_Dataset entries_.
----
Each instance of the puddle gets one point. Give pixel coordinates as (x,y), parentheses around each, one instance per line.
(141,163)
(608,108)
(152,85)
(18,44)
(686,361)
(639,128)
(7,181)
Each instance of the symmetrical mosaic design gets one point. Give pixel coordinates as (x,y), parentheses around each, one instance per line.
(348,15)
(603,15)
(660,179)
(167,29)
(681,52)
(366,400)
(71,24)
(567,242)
----
_Exercise description_.
Beginning with the line that contains "Each instance of the symmetrical", set down every line through the end of the data without change.

_Answer to this problem_.
Each instance of the symmetrical mosaic design gets one point. Give pixel coordinates as (x,y), parentheses around each, one instance per line.
(348,15)
(603,15)
(660,179)
(167,29)
(681,52)
(366,400)
(71,24)
(567,242)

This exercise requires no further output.